Texte d'étude |

++++++++++

Les pages jeunesdossier
Nastasia Rugani et Marc Boutavant transforment un sujet sensible en un doux conte éternel.
Image extraite de «La Fin de Velvet», de Nastasia Rugani, illustré par Marc Boutavant. (Marc Boutavant/L'école des loisirs)
publié le 4 octobre 2023 à 20h00

Velvet réveille sa petite sœur Lima en pleine nuit, «à l’heure où les monstres se réveillent». C’est curieux, pourtant Velvet était à l’hôpital la veille, Lima était allée lui rendre visite et lui avait apporté un sachet de nougats, une grenouille en papier et son chapeau rouge. Velvet ne se déplaçait plus qu’en chaise roulante après des mois de maladie, et là, pleine d’énergie, elle veut absolument l’entraîner dehors. L’obscurité fait peur à la petite, mais elle suit son aînée, intriguée et confiante, rassurée d’être tout contre elle. Dehors, la nuit n’est pas plus rassurante, mais leur échappée ressemble à une aventure. Mais Lima sent qu’une sorte de créature les accompagne, «une ombre étrange semble les suivre». Il n’est pas facile de représenter la disparition d’un proche, et la Fin de Velvet choisit la voie fantastique, celle de l’apparition de la personne qui meurt en une présence fantomatique bienveillante. «Velvet ne sent pas comme d’habitude. On a remplacé son bon parfum de savon et de sucre par une étrange odeur de neige, les jours de grand froid. Bizarre, car le ciel d’août ne porte aucun flocon. Simplement les étoiles au-dessus de leurs têtes.»

++++++++++

Données de pointage ancrées dans l'image:
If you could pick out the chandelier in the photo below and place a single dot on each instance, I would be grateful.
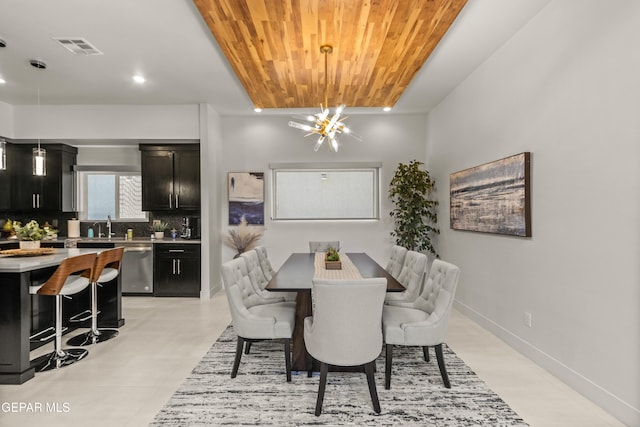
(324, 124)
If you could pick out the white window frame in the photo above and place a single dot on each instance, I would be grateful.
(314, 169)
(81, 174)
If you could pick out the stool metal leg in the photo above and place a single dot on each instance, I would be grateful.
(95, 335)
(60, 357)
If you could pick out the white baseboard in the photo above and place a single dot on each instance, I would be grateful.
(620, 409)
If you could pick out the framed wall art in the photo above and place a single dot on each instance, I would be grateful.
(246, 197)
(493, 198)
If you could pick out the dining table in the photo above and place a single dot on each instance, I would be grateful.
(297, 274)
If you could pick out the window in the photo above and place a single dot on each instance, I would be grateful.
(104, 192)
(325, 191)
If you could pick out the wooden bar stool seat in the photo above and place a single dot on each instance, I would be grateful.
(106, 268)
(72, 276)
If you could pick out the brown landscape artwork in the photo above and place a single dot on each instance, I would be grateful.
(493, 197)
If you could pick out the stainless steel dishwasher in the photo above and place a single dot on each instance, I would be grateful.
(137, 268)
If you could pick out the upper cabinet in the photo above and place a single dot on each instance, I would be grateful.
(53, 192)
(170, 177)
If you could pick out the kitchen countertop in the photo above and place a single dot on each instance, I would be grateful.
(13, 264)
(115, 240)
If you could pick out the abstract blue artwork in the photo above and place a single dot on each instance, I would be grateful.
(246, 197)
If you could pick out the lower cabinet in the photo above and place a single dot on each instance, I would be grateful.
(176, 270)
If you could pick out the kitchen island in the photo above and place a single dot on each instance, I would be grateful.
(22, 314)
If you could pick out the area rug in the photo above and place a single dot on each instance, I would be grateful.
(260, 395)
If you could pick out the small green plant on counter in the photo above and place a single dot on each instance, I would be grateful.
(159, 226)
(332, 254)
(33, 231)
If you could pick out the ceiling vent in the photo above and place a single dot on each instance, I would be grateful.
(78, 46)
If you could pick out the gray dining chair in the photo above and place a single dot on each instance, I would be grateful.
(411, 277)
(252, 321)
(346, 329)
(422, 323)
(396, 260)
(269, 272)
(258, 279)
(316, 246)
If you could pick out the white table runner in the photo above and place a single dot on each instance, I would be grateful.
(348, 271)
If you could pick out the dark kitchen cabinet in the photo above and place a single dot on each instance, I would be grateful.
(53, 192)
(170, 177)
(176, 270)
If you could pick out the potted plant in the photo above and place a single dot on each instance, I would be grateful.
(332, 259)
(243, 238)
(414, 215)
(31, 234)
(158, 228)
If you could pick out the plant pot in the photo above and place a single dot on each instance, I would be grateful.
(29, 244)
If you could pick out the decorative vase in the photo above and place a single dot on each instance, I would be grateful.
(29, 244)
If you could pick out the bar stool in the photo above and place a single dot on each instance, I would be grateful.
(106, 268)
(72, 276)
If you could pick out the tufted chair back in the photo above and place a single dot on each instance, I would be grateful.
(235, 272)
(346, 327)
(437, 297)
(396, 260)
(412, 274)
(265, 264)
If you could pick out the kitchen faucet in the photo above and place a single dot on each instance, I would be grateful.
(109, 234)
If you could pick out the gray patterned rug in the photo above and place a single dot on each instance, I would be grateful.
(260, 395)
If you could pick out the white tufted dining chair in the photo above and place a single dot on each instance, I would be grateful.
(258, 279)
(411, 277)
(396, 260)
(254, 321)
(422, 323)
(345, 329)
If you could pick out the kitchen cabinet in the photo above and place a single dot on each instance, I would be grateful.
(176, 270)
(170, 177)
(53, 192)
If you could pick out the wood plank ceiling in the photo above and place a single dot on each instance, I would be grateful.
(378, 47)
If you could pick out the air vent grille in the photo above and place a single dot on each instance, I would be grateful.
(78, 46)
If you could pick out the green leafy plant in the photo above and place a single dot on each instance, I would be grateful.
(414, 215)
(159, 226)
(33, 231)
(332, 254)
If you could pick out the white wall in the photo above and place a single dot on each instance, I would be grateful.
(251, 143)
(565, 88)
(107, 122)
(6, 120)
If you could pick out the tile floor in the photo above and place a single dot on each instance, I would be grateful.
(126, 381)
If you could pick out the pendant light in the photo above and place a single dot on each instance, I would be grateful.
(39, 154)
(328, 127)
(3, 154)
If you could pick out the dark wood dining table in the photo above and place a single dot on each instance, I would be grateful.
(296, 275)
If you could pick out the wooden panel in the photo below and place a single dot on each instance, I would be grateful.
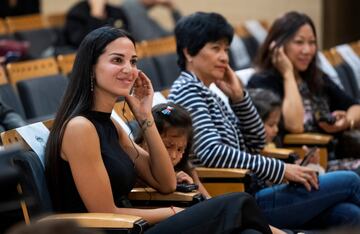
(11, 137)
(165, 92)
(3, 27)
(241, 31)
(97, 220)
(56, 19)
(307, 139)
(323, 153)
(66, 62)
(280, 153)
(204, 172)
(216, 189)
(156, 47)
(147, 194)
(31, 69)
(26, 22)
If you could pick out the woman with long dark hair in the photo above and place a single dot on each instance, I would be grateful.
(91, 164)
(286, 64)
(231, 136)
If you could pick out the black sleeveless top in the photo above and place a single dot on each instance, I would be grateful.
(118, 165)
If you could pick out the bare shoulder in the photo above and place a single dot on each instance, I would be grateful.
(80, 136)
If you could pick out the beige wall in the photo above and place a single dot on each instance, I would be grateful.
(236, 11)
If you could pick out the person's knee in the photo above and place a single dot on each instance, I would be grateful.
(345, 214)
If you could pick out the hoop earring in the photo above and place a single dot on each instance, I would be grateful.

++++++++++

Consignes |
1 - D'après l'article sur « La Fin de Velvet », qu'est-ce que Lima avait apporté à sa sœur lors de sa visite à l'hôpital ?
2 - Recopiez mot pour mot le passage de l'article sur « La Fin de Velvet » qui s'ouvre sur les mots « Les pages jeunesdossier » et s'achève sur « Boutavant/L'école des loisirs) ».
Les données forment un matériau à part, indépendant de l'article.

Corrigé des exercices |
1 - Un sachet de nougats, une grenouille en papier et son chapeau rouge.

2 -
Les pages jeunesdossier
Nastasia Rugani et Marc Boutavant transforment un sujet sensible en un doux conte éternel.
Image extraite de «La Fin de Velvet», de Nastasia Rugani, illustré par Marc Boutavant. (Marc Boutavant/L'école des loisirs)